Find every line in the data below that contains the word "separate", and copy each of those lines in full.

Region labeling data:
▽
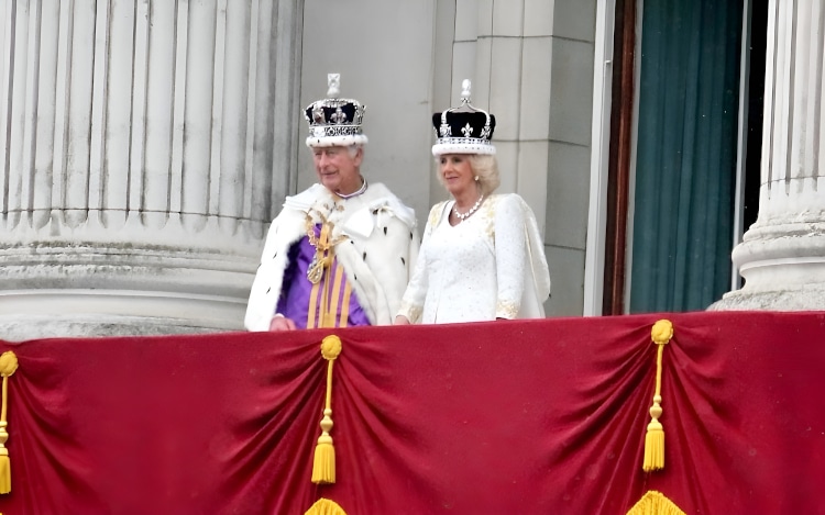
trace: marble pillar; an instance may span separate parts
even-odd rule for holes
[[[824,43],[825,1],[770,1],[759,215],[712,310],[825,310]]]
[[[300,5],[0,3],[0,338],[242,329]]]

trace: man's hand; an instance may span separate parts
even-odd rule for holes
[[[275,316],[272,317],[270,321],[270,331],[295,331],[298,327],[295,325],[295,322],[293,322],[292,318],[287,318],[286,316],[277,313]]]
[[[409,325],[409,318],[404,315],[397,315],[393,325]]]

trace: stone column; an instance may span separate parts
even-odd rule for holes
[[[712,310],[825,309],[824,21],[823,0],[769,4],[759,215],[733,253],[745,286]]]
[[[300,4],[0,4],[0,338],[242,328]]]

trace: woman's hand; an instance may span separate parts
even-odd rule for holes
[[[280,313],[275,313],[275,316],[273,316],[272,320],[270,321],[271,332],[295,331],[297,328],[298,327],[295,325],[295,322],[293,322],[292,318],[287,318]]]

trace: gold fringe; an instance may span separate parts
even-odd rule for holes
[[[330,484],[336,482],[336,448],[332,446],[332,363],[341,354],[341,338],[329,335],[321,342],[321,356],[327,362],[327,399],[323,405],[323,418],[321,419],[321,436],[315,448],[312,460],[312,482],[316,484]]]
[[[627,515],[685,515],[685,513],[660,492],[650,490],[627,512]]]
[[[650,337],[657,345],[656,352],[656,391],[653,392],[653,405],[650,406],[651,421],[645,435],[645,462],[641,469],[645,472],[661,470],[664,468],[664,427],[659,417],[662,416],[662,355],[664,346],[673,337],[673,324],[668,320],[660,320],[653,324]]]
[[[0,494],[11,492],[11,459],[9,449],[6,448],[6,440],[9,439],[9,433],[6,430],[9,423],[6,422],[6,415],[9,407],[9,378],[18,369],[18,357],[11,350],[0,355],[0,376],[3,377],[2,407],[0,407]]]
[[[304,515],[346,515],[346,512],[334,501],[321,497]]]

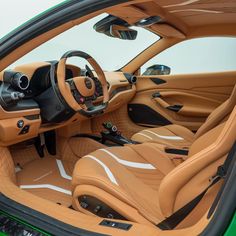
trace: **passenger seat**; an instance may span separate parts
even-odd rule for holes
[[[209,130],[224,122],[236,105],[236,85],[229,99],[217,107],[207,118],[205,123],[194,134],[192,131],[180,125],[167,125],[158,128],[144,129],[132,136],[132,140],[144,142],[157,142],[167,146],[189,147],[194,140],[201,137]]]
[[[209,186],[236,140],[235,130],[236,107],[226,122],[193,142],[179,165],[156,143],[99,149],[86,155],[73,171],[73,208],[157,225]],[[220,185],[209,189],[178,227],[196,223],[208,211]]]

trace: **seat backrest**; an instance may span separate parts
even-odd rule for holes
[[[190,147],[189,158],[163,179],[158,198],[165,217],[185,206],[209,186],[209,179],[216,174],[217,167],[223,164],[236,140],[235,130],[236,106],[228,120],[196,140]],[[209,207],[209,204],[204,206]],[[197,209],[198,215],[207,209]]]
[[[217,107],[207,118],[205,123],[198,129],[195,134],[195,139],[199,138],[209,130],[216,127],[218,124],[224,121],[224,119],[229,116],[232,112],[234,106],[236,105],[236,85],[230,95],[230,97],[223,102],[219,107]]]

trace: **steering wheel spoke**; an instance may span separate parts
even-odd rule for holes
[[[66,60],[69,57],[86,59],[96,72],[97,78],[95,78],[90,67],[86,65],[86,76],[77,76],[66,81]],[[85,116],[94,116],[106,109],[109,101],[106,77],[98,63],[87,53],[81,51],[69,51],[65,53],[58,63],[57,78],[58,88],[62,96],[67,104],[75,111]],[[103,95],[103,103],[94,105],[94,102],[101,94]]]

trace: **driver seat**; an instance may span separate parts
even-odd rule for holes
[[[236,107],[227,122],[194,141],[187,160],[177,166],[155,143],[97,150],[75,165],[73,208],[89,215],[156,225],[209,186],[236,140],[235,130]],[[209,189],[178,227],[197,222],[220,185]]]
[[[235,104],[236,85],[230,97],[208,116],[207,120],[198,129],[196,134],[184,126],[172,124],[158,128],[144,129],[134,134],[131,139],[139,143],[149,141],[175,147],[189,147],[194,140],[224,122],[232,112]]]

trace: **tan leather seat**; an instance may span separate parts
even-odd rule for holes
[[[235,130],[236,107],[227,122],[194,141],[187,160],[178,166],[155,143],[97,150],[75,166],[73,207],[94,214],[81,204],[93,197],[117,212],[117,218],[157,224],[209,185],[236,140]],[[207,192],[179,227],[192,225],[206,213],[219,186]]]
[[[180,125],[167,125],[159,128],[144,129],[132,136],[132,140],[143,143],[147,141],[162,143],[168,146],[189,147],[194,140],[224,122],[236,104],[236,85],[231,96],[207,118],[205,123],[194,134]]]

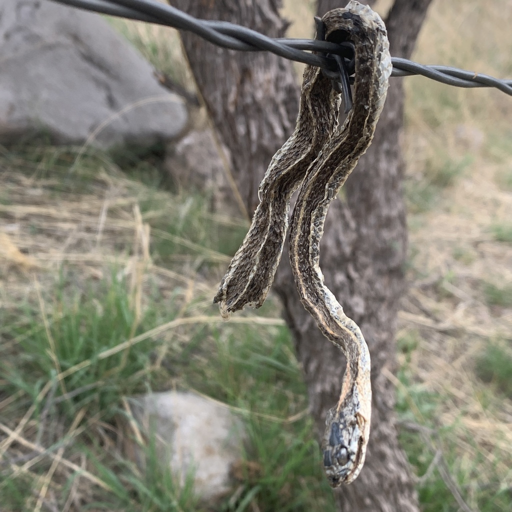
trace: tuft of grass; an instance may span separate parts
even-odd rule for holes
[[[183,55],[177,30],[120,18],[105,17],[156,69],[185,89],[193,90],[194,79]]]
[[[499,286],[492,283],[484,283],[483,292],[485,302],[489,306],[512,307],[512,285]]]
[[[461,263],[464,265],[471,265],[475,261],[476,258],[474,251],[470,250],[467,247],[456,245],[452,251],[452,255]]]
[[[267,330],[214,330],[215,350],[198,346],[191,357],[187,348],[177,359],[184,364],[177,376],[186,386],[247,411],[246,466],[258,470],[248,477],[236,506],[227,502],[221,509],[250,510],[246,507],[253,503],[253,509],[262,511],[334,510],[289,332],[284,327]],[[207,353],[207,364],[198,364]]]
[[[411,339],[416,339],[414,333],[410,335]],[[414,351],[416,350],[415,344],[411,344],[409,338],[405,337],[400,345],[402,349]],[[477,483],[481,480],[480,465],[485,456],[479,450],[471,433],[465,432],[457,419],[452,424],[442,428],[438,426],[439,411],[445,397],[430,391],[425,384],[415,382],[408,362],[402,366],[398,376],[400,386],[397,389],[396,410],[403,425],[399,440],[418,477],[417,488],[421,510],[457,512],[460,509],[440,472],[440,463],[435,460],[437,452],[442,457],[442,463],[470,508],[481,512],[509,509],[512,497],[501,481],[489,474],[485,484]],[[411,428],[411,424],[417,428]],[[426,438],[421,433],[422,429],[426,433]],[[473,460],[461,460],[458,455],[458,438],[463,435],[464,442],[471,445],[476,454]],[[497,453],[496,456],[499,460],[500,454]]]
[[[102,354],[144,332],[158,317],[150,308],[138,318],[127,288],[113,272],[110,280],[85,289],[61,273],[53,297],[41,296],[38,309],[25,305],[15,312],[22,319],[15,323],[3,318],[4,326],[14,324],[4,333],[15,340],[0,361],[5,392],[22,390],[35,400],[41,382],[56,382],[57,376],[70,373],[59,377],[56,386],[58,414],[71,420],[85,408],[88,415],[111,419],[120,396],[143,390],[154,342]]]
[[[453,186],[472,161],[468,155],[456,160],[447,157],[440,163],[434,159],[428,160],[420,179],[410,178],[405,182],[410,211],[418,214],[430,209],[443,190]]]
△
Response to the task:
trace: marble pillar; an instance may span separate parts
trace: man's hand; an instance may span separate parts
trace: stone column; an instance may span separate parts
trace: woman's hand; an instance may span separate parts
trace: gold fringe; an instance may span separate parts
trace: **passenger seat**; an instance may span separate parts
trace: **seat backrest**; an instance may span separate parts
trace: **steering wheel spoke**; an instance may span separate parts
trace: **driver seat**; an instance may span separate parts
trace: **tan leather seat**; an instance may span separate parts
trace: tuft of grass; an instance may span separate parts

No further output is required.